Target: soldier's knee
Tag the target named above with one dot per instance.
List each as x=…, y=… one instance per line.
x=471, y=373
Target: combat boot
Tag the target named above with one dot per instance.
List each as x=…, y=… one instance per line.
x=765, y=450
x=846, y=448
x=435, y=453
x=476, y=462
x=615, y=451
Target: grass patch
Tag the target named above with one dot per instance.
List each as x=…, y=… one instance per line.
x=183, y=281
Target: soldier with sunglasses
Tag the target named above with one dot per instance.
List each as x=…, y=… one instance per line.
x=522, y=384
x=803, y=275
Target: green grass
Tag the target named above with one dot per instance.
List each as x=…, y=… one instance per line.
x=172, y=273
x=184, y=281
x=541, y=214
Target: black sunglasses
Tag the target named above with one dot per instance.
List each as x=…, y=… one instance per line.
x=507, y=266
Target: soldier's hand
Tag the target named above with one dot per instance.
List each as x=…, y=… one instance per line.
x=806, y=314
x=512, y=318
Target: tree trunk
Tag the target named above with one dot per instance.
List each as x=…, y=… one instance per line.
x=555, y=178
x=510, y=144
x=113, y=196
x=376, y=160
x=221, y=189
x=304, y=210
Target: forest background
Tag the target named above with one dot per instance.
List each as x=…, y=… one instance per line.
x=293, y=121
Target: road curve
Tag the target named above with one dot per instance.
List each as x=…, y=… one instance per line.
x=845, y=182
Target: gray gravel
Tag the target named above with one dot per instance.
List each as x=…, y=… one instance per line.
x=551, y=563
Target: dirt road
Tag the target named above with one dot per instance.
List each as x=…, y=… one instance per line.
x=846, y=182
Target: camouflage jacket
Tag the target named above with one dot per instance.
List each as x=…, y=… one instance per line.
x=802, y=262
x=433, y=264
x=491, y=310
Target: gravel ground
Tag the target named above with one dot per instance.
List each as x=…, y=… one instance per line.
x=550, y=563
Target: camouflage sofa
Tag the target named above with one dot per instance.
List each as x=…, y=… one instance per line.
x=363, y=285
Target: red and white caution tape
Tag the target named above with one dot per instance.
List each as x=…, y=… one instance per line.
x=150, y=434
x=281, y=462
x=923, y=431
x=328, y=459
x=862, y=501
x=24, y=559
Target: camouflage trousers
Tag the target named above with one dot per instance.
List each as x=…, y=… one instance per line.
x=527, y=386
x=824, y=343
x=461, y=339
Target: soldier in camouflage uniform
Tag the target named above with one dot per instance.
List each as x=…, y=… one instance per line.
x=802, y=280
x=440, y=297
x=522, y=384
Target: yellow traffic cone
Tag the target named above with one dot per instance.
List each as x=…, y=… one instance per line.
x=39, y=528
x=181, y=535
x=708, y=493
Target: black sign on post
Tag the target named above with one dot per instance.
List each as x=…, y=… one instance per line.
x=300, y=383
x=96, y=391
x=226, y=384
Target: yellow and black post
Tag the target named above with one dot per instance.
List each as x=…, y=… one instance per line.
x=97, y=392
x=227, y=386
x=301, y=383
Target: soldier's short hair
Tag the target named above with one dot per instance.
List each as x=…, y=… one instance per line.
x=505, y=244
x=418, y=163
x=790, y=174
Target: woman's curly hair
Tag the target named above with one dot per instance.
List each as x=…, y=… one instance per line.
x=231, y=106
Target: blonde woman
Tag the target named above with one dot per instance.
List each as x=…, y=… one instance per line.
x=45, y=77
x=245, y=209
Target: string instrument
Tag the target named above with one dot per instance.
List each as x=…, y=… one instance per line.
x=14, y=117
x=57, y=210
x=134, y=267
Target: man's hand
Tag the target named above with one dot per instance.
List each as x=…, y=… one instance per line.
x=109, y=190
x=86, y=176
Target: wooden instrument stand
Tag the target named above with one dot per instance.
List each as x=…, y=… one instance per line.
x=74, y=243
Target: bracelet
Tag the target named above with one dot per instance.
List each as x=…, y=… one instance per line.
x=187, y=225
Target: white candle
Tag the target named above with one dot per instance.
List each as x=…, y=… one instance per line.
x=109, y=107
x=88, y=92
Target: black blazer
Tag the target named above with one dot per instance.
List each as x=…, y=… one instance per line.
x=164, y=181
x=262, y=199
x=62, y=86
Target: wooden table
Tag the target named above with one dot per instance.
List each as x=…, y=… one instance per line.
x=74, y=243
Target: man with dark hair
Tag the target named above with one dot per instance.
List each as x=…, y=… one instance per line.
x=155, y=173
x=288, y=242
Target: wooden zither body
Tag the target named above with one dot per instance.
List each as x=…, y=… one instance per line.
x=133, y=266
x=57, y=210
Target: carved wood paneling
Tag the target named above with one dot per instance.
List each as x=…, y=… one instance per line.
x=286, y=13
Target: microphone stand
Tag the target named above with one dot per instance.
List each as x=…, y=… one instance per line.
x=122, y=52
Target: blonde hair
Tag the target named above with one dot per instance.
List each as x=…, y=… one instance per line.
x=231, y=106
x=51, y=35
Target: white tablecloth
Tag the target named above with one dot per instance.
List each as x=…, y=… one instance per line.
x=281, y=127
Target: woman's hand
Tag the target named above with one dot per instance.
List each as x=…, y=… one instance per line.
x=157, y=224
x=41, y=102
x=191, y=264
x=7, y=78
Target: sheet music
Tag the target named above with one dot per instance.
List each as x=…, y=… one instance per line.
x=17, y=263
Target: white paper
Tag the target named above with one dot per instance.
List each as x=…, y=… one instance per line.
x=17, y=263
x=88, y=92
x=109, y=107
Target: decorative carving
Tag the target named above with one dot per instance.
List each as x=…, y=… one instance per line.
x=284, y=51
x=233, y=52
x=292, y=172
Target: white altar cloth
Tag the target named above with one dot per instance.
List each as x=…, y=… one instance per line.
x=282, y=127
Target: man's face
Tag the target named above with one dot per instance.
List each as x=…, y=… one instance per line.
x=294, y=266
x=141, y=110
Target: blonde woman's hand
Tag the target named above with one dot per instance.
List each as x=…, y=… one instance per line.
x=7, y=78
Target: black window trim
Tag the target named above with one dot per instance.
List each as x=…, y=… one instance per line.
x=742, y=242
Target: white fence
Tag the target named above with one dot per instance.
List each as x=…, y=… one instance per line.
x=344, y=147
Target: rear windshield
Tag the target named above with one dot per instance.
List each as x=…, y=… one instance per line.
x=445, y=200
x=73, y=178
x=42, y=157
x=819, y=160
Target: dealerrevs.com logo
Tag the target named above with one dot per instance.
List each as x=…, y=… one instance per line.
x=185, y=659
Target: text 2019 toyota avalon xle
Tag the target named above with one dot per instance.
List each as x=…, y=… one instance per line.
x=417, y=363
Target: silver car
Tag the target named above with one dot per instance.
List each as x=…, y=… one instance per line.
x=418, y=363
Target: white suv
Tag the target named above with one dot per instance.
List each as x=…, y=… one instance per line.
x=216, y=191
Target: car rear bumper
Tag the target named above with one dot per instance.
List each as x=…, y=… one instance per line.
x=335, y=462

**Goal**
Please express every line of the records above as a JSON list of strings, one string per line, with blank lines left out.

**Complete response**
[
  "Target: soldier's knee",
  "Tag the target named above with one dot per instance.",
  "List each as x=…, y=… one instance per line.",
  "x=471, y=373",
  "Target: combat boot",
  "Tag the target named above with one dot per instance.",
  "List each as x=…, y=… one instance per line.",
  "x=765, y=450",
  "x=846, y=448",
  "x=435, y=453",
  "x=476, y=462",
  "x=615, y=451",
  "Target: grass patch",
  "Tag the target named above with one dot per instance.",
  "List each as x=…, y=… one instance per line.",
  "x=183, y=281",
  "Target: soldier with sunglasses",
  "Tag the target named above with one dot per instance.",
  "List each as x=…, y=… one instance per line.",
  "x=522, y=384",
  "x=803, y=275",
  "Target: green grass",
  "Tag the target named above with one dot per instance.",
  "List each as x=…, y=… one instance per line.",
  "x=172, y=273",
  "x=184, y=281",
  "x=541, y=214",
  "Target: black sunglasses",
  "Tag the target named above with one dot per instance.",
  "List each as x=…, y=… one instance per line.",
  "x=507, y=266",
  "Target: soldier's hand",
  "Tag the target named above with one dot per instance.",
  "List each as x=…, y=… one instance per line.",
  "x=806, y=314",
  "x=512, y=318",
  "Target: tree trunk",
  "Tag the target named above with one dot per instance.",
  "List each as x=…, y=… one instance per line.",
  "x=555, y=178",
  "x=510, y=144",
  "x=113, y=196",
  "x=376, y=160",
  "x=221, y=189",
  "x=304, y=210",
  "Target: forest background",
  "Tag the target named above with one dot per instance.",
  "List each as x=…, y=… one instance per line.",
  "x=293, y=121",
  "Target: road curve",
  "Tag the target named above with one dot per instance.",
  "List each as x=…, y=… one instance per line.",
  "x=845, y=182",
  "Target: gray gravel",
  "Tag the target named above with one dot per instance.",
  "List each as x=…, y=… one instance per line.",
  "x=551, y=563",
  "Target: dirt road",
  "Tag the target named above with one dot per instance.",
  "List each as x=…, y=… one instance per line.",
  "x=846, y=182",
  "Target: camouflage jacket",
  "Tag the target named above with one dot per instance.",
  "List each as x=…, y=… one instance per line.",
  "x=802, y=262",
  "x=433, y=264",
  "x=491, y=310",
  "Target: gravel ground",
  "Tag the target named above with one dot per instance.",
  "List each as x=…, y=… one instance per line.",
  "x=550, y=563",
  "Target: camouflage sofa",
  "Tag the target named above with one dot per instance.",
  "List each as x=…, y=… one instance per line.",
  "x=363, y=285",
  "Target: red and white caution tape",
  "Tag the target named above with one dot per instance.",
  "List each as x=…, y=… one instance per line.",
  "x=150, y=434",
  "x=281, y=462",
  "x=923, y=431",
  "x=328, y=459",
  "x=862, y=501",
  "x=24, y=559",
  "Target: camouflage trousers",
  "Tag the target named above with one dot per instance.",
  "List each as x=…, y=… one instance per line.",
  "x=527, y=386",
  "x=824, y=343",
  "x=461, y=339",
  "Target: soldier in camouflage uniform",
  "Tag the target named above with one dot per instance.",
  "List each as x=…, y=… one instance per line.",
  "x=802, y=280",
  "x=440, y=297",
  "x=522, y=384",
  "Target: yellow traffic cone",
  "Tag the target named above with one dot per instance.",
  "List each as x=…, y=… one instance per line.",
  "x=39, y=528",
  "x=181, y=535",
  "x=708, y=493",
  "Target: black sign on post",
  "Tag the target named above with one dot per instance.",
  "List each as x=…, y=… one instance per line.",
  "x=300, y=383",
  "x=96, y=391",
  "x=226, y=384",
  "Target: yellow and black post",
  "Tag the target named above with one dot per instance.",
  "List each as x=…, y=… one instance per line.",
  "x=97, y=392",
  "x=227, y=386",
  "x=301, y=383",
  "Target: soldier's short hair",
  "Tag the target named above with one dot per instance.",
  "List each as x=…, y=… one instance per line.",
  "x=505, y=244",
  "x=418, y=163",
  "x=790, y=174",
  "Target: woman's curly hair",
  "Tag the target named above with one dot per instance.",
  "List each as x=…, y=… one instance per line.",
  "x=231, y=106",
  "Target: blonde woman",
  "Tag the target named above with one dot per instance.",
  "List each as x=…, y=… one instance per line.",
  "x=45, y=77",
  "x=245, y=209",
  "Target: string instrument",
  "Tag the target named above with one dot per instance.",
  "List each as x=…, y=… one instance per line.",
  "x=14, y=117",
  "x=57, y=210",
  "x=134, y=267",
  "Target: man's hand",
  "Tag the target named above with one dot per instance.",
  "List each as x=…, y=… one instance per line.",
  "x=109, y=190",
  "x=86, y=176",
  "Target: wooden instrument stand",
  "Tag the target named above with one dot per instance.",
  "List each as x=…, y=… one instance per line.",
  "x=74, y=243",
  "Target: bracelet",
  "Tag the target named above with one dot per instance.",
  "List each as x=…, y=… one instance per line.",
  "x=187, y=225",
  "Target: white candle",
  "Tag the target named above with one dot per instance.",
  "List each as x=…, y=… one instance per line.",
  "x=109, y=107",
  "x=88, y=92",
  "Target: black blazer",
  "Tag the target named above with one dot per instance.",
  "List each as x=…, y=… one instance per line.",
  "x=164, y=181",
  "x=262, y=199",
  "x=62, y=86",
  "Target: wooden table",
  "Tag the target named above with one dot per instance.",
  "List each as x=…, y=… one instance per line.",
  "x=74, y=243",
  "Target: man with dark hair",
  "Tag the target named above with one dot per instance.",
  "List each as x=…, y=… one instance per line.",
  "x=155, y=173",
  "x=288, y=242",
  "Target: wooden zither body",
  "Tag the target named above with one dot per instance.",
  "List each as x=…, y=… one instance per line.",
  "x=133, y=266",
  "x=57, y=210",
  "Target: carved wood paneling",
  "Tag the target named above with one dot per instance.",
  "List each as x=…, y=… one instance per line.",
  "x=286, y=13",
  "Target: microphone stand",
  "Tag the target named above with one dot per instance.",
  "List each as x=…, y=… one instance per line.",
  "x=122, y=52",
  "Target: blonde hair",
  "Tag the target named above with one dot per instance.",
  "List each as x=…, y=… one instance per line.",
  "x=231, y=106",
  "x=51, y=35",
  "Target: white tablecloth",
  "Tag the target named above with one dot per instance.",
  "List each as x=…, y=… one instance per line.",
  "x=281, y=127",
  "Target: woman's hand",
  "Tag the target named above with one dot per instance.",
  "List each as x=…, y=… one instance per line.",
  "x=157, y=224",
  "x=41, y=102",
  "x=191, y=264",
  "x=7, y=78",
  "Target: sheet music",
  "Tag the target named above with one dot per instance.",
  "List each as x=…, y=… one instance per line.",
  "x=17, y=263",
  "Target: white paper",
  "Tag the target named above with one dot per instance.",
  "List each as x=…, y=… one instance per line.",
  "x=17, y=263",
  "x=88, y=92",
  "x=109, y=107",
  "Target: decorative carving",
  "Tag the target named above with one dot per instance.",
  "List each as x=…, y=… one instance per line.",
  "x=284, y=51",
  "x=233, y=52",
  "x=292, y=172",
  "Target: white altar cloth",
  "Tag the target named above with one dot per instance.",
  "List each as x=…, y=… one instance per line.",
  "x=282, y=127",
  "Target: man's face",
  "Tag the target named above with one dot per instance.",
  "List each as x=…, y=… one instance per line.",
  "x=294, y=266",
  "x=141, y=110",
  "Target: blonde woman's hand",
  "Tag the target named above with one dot per instance.",
  "List each as x=…, y=… one instance per line.",
  "x=7, y=78",
  "Target: black window trim",
  "Tag the target named above with one dot per instance.",
  "List each as x=…, y=… one instance per line.",
  "x=742, y=242",
  "Target: white fence",
  "Tag the target named above with one dot per instance.",
  "List each as x=…, y=… one instance per line.",
  "x=344, y=147",
  "Target: rear windshield",
  "Tag the target named above with one dot per instance.",
  "List each as x=…, y=… one instance per line.",
  "x=445, y=200",
  "x=73, y=178",
  "x=42, y=157",
  "x=819, y=160",
  "Target: dealerrevs.com logo",
  "Tag the target named above with one dot per instance.",
  "List each as x=…, y=… one instance per line.",
  "x=185, y=659",
  "Target: text 2019 toyota avalon xle",
  "Tag the target named above with one dot per instance.",
  "List each as x=…, y=… one instance per line.",
  "x=417, y=363",
  "Target: silver car",
  "Tag the target named above with one dot per instance.",
  "List each as x=…, y=… one instance per line.",
  "x=418, y=363",
  "Target: white suv",
  "Tag the target named above with one dot per instance.",
  "List each as x=…, y=… one instance per line.",
  "x=216, y=191",
  "Target: car rear bumper",
  "Tag the target named above with one dot per instance.",
  "List each as x=…, y=… one instance per line.",
  "x=335, y=462"
]